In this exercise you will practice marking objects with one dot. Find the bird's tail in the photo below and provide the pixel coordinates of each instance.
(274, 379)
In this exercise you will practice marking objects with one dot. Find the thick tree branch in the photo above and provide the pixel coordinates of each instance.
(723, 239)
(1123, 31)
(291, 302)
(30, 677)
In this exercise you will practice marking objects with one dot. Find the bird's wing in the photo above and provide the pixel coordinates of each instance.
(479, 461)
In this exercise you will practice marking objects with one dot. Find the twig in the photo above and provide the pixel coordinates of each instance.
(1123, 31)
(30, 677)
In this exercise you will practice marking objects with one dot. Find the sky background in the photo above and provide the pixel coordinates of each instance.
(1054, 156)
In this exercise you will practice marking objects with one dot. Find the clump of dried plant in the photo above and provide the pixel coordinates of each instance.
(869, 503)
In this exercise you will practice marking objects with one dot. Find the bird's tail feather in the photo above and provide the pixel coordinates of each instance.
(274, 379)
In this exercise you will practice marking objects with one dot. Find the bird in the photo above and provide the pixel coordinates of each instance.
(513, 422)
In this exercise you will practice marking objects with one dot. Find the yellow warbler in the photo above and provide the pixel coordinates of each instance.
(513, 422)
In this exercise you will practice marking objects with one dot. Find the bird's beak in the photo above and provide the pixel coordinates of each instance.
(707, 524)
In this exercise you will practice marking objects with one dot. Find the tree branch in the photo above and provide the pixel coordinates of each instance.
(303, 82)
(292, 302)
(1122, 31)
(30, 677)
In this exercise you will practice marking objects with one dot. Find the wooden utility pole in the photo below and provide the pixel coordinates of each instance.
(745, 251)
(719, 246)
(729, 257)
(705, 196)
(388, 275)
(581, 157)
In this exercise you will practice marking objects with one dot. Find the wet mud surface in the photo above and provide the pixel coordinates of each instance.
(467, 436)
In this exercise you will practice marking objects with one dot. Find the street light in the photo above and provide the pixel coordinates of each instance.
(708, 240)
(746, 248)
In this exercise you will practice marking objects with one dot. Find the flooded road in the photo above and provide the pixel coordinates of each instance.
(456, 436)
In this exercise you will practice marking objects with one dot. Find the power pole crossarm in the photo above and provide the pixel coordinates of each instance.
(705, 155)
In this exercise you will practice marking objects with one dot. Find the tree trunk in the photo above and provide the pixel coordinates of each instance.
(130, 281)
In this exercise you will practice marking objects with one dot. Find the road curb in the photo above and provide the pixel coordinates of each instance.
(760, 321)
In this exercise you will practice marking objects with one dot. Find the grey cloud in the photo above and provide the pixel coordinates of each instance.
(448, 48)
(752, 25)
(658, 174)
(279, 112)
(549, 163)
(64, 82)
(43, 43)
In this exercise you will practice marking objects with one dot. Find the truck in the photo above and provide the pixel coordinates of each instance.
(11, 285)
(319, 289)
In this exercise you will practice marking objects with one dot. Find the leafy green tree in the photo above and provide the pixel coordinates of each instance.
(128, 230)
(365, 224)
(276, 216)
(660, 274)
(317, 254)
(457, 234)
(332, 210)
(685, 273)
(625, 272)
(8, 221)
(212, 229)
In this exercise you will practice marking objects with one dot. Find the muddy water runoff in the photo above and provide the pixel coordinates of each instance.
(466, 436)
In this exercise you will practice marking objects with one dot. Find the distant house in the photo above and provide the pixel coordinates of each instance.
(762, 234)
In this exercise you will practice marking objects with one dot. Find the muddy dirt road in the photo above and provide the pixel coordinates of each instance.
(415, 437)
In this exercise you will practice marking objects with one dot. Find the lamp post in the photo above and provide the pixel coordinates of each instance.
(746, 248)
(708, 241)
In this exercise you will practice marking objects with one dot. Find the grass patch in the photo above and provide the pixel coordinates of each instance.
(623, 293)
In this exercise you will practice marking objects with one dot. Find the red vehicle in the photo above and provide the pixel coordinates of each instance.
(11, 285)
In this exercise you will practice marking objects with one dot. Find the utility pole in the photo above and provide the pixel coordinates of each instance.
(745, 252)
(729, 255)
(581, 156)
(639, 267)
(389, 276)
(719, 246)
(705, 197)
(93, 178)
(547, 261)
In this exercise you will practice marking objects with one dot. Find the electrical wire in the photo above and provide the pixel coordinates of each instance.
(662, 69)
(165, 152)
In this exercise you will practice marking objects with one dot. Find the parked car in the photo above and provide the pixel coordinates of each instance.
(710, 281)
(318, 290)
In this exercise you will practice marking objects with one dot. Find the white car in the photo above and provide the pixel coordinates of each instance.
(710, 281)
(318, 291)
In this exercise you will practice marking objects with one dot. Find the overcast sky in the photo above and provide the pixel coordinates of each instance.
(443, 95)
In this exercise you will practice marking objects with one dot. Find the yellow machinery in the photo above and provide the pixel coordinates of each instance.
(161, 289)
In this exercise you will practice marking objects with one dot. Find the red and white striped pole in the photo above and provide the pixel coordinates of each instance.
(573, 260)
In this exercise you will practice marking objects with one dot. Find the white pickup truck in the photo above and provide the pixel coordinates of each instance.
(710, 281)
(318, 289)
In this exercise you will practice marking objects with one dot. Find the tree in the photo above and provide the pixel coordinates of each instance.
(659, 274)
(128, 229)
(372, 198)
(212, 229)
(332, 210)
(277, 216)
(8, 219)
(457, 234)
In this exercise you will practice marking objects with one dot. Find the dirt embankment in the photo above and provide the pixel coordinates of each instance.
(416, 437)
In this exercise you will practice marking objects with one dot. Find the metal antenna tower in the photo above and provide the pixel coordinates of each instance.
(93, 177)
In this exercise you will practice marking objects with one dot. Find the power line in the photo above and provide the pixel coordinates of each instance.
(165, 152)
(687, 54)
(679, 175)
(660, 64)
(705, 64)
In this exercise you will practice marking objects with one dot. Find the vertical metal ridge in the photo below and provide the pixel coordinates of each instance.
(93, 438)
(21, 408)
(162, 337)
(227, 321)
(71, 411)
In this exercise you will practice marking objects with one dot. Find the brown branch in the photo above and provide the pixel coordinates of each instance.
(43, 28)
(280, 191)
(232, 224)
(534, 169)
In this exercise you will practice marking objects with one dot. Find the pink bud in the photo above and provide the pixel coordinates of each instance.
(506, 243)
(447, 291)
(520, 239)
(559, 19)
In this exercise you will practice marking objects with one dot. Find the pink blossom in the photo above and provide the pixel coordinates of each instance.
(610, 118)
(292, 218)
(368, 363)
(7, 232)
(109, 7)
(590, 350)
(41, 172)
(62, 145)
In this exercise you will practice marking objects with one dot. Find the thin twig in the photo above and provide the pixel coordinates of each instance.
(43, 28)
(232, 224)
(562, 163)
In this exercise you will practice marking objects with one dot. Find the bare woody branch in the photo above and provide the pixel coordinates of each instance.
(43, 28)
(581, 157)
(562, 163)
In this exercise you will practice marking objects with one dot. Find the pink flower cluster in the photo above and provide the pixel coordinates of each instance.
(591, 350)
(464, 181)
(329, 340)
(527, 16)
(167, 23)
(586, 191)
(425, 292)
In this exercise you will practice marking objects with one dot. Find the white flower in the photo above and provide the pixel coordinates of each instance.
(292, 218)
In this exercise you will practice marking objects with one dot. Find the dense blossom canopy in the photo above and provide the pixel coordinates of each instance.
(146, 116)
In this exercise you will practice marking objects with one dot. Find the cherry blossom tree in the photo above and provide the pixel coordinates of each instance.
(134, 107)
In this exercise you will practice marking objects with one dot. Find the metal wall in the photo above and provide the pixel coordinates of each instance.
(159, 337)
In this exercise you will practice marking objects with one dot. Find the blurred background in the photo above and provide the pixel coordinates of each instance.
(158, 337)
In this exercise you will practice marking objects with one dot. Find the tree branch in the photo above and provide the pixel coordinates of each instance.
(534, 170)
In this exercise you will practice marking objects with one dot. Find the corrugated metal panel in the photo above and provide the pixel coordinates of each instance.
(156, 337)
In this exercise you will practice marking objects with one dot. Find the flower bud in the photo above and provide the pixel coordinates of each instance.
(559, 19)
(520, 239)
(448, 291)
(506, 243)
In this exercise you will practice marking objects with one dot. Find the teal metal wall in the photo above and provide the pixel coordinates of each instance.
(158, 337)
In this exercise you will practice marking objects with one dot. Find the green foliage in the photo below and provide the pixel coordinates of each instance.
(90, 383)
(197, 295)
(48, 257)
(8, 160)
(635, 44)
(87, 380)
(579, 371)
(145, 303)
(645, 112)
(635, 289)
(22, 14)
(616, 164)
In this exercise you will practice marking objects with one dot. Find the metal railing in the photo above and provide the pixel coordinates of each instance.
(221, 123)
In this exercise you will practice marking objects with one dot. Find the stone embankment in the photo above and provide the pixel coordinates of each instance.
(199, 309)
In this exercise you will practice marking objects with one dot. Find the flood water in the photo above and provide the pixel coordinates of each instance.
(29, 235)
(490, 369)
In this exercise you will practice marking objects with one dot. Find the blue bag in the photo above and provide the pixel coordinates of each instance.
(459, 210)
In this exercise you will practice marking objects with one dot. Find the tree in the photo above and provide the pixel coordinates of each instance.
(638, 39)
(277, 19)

WHAT IS NEEDED:
Using the records above, please retype only the run of lines from the line holding "the flood water" through the last line, both ends included.

THE REPLY:
In this exercise you will practice marking objects with one dot. Find the flood water in the photo above and provide the pixel coordinates of each instance.
(29, 235)
(490, 369)
In this exercise you will practice marking objects with one dot. Find the blue bag in the photo above and provide the pixel coordinates of each instance.
(459, 210)
In this exercise you will practice marking objects with one dot. Find the tree in the photo above and provide the pixel coordinates of each instance.
(638, 39)
(277, 19)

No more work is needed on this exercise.